EXCERPTED TEXT ▸
-------------------------
Nitsan Chorev, Brown University
Johanna Bockman’s book, Markets in the Name of Socialism: The Left-Wing Origins of Neoliberalism, describes the origins of neoliberalism from a unique perspective that has hardly been explored so far, namely, the contribution of Eastern European economists to the articulation and implementation of neoclassical economic theories. In so doing, the book offers a number of important insights regarding the economic theories informing policies and programs under Communism and what Bockman refers to as “The Left-Wing Origins of Neoliberalism.” While Bockman frames the book around the second insight, I find the first one to be the more significant contribution. (An equally fitting title might have been Socialism in the Name of Markets.)
Bockman convincingly suggests that the literature on neoliberalism misleadingly conflates neoliberalism and neoclassical economics. The two do share some concepts and beliefs in common, most centrally the emphasis on free competition. But Bockman shows that, in contrast to what most of us believe, free competition has been understood by neoclassical economists to be entirely compatible with socialism. In fact, in their mathematical models, neoclassical economists considered free competition and a “social planner” to be equivalent in their capacity to bring optimal economic results. For neoclassical economists from Eastern Europe, private property was hardly a condition for free competition, which was to be achieved at the firm level. Yugoslavia, for example, advocated an economic system that was based on the social ownership of the means of production, combined with decentralization and worker self-management. Bockman’s important insight is that the neoliberalism which emerged in the West in the early 1980s, and then was implemented in Eastern Europe, was a decidedly narrow version of neoclassical economics that rejected the democratic principles emphasized by Eastern European economists and favored instead “hierarchical firms controlled by managers and owners, rather than by workers” (p. 4). As Bockman succinctly summarizes, “neoliberalism incorporated the transnational discussion about socialism in support of competitive markets but replaced the socialist calls for political and economic democracy with capitalist demands for hierarchical institutions” (p. 10).
-------------------------
WORK ITEM ▸ According to the review, what economic system did Yugoslavia advocate?
-------------------------
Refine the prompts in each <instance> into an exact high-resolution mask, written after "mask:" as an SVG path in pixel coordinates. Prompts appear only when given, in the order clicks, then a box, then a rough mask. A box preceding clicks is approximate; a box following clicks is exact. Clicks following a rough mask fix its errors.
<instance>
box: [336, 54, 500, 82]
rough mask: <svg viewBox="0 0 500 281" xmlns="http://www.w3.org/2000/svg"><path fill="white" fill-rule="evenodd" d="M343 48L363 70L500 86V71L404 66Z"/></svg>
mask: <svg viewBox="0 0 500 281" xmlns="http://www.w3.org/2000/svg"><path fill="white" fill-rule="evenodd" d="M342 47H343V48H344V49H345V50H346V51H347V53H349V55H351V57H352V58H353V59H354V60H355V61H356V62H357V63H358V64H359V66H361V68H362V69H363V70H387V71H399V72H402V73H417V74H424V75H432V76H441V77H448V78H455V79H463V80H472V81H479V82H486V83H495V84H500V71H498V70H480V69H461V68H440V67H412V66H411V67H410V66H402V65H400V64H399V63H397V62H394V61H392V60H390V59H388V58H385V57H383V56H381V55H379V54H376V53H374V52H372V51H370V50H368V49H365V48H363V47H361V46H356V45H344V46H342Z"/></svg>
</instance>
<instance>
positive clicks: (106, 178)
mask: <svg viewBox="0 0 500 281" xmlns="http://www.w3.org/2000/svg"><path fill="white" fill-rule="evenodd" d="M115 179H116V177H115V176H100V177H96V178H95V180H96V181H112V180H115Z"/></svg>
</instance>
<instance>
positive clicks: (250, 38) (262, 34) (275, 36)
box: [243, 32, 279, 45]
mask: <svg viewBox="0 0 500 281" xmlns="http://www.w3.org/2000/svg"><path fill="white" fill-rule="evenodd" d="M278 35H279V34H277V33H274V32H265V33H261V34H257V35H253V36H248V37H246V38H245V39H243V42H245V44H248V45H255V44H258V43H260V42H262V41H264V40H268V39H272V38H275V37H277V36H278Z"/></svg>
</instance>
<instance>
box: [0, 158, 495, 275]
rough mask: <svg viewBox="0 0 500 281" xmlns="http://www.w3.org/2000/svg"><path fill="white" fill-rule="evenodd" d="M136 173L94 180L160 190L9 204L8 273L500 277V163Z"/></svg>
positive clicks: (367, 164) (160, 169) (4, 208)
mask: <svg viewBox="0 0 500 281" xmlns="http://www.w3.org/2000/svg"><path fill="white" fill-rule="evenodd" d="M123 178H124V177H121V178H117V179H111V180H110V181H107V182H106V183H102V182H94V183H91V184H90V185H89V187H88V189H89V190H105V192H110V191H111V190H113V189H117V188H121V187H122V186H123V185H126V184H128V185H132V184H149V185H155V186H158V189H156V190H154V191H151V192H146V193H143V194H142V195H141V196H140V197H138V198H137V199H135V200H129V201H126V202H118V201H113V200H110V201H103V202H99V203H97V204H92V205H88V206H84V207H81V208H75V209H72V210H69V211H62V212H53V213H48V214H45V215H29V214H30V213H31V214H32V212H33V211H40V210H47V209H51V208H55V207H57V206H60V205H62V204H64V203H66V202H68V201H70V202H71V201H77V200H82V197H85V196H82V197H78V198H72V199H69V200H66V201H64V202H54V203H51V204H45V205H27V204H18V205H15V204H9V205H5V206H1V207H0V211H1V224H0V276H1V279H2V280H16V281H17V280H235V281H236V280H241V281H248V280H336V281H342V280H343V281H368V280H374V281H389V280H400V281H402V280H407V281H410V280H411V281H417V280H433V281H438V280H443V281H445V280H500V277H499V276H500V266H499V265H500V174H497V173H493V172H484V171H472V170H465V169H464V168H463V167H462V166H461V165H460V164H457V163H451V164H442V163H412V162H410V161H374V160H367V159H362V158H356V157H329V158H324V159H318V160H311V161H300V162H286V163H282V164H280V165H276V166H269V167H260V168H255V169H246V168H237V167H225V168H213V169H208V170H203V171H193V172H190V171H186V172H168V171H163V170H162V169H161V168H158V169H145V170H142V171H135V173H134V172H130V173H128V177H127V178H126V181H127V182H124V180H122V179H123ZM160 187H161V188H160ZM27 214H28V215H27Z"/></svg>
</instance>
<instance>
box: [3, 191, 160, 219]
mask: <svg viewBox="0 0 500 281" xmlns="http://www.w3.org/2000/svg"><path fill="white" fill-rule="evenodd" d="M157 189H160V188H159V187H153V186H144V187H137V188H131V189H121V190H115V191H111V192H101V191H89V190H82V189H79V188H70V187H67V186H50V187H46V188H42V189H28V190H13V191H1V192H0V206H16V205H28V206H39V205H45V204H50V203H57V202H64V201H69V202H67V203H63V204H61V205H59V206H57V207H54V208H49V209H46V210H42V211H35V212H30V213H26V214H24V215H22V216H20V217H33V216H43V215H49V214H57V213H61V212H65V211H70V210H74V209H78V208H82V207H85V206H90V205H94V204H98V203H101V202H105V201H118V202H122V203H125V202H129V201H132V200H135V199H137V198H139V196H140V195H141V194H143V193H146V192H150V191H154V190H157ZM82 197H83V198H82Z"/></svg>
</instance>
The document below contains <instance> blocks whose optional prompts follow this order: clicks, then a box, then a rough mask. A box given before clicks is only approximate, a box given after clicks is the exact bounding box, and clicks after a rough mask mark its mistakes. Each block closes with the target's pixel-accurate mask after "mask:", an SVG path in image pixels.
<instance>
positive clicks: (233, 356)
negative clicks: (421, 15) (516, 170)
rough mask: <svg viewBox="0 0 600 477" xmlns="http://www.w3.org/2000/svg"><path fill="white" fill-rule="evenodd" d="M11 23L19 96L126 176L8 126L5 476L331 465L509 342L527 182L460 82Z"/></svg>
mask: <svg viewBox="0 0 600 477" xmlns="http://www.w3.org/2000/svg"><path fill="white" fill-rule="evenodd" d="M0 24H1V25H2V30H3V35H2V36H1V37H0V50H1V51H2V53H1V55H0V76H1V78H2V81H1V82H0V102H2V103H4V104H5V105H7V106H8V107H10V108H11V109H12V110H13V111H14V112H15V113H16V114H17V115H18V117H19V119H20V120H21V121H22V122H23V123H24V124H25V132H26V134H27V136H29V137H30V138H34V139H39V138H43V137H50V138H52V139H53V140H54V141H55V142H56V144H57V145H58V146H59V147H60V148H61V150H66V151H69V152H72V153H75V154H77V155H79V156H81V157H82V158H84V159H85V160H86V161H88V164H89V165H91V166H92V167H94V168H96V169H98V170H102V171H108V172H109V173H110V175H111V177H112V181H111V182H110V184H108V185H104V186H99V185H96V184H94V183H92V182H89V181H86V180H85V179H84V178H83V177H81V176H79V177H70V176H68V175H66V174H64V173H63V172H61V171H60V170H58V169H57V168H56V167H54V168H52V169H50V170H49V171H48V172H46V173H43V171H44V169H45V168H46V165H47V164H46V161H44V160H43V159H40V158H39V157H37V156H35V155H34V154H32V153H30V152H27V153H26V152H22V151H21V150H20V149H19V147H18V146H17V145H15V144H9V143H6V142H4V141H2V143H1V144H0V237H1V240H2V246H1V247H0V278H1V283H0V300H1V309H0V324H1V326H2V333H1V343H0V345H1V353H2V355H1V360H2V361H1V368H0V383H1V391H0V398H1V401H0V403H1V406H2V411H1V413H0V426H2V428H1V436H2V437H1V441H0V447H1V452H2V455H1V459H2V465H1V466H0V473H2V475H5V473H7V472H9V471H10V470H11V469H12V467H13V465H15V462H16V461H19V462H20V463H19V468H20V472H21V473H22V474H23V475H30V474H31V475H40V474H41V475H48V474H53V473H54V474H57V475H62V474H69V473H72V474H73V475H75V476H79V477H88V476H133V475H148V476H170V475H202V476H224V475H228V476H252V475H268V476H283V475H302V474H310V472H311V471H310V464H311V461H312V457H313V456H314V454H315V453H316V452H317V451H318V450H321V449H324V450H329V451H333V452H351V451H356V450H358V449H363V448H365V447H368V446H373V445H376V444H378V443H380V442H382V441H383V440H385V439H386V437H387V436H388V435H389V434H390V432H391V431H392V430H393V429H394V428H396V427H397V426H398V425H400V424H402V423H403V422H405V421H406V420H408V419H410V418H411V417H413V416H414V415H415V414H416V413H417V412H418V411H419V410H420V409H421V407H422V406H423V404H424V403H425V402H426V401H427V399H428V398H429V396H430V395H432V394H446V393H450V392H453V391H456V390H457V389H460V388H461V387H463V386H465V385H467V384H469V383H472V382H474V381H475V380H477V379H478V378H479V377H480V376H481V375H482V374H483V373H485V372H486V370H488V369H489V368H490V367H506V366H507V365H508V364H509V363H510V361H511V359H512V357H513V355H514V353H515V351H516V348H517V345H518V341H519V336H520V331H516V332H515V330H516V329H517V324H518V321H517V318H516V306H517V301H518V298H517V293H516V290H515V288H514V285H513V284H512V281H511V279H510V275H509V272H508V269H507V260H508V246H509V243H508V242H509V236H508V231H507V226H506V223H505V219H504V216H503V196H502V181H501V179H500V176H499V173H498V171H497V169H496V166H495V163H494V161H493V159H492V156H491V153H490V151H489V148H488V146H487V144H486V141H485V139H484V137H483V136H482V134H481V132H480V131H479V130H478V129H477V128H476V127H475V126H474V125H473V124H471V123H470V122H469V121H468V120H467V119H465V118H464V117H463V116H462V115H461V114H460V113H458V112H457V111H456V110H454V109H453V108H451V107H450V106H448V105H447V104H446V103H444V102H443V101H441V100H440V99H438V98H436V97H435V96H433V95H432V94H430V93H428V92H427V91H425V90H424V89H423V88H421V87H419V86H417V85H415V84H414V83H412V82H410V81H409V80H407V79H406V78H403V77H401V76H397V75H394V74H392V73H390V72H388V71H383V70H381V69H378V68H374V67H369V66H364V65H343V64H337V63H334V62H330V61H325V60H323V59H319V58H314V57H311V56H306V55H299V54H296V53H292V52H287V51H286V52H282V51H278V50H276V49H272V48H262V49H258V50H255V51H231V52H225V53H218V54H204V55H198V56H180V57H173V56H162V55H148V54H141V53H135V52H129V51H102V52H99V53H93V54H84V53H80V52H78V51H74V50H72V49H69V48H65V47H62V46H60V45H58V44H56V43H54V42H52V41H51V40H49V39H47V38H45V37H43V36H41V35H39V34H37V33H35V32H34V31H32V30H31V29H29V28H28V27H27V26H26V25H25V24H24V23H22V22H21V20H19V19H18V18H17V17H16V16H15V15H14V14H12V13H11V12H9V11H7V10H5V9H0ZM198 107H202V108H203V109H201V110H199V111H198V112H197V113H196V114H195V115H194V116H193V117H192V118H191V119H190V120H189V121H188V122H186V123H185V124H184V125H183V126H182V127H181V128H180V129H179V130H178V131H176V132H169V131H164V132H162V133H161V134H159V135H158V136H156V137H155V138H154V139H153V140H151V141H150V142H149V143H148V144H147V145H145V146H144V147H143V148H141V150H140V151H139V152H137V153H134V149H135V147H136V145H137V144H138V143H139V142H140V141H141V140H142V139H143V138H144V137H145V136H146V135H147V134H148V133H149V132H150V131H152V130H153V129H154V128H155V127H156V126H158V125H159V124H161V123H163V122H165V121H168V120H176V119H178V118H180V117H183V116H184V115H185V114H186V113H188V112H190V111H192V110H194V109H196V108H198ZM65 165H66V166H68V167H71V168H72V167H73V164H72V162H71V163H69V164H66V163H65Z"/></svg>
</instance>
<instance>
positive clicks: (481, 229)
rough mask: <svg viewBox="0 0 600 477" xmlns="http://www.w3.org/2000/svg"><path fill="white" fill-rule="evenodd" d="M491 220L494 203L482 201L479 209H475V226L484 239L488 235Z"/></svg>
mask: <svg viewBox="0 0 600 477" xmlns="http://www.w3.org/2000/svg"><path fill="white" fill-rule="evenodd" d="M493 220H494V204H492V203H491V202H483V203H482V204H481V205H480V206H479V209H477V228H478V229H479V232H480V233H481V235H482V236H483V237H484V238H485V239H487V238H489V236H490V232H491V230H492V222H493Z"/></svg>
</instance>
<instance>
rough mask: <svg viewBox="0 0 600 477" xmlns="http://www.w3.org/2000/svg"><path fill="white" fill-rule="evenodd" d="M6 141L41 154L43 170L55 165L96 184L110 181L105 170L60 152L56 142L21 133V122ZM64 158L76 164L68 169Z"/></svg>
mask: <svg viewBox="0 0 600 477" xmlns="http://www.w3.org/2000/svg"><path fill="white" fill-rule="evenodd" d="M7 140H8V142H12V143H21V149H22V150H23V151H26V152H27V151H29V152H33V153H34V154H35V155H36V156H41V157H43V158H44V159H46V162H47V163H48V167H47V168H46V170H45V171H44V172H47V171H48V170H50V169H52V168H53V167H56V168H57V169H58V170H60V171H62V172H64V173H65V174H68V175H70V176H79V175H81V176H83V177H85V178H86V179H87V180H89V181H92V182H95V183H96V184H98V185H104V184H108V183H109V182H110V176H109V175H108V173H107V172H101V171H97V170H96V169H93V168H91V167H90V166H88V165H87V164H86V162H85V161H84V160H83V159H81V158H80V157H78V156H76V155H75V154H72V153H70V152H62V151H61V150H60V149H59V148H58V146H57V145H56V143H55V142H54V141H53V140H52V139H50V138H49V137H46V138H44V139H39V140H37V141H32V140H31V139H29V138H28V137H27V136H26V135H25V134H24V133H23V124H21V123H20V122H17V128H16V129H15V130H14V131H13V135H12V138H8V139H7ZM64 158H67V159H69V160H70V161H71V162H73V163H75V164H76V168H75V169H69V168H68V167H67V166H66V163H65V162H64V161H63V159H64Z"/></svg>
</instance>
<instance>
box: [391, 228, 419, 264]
-------------------------
WRITTEN RESPONSE ▸ A system based on social ownership of the means of production, combined with decentralization and worker self-management.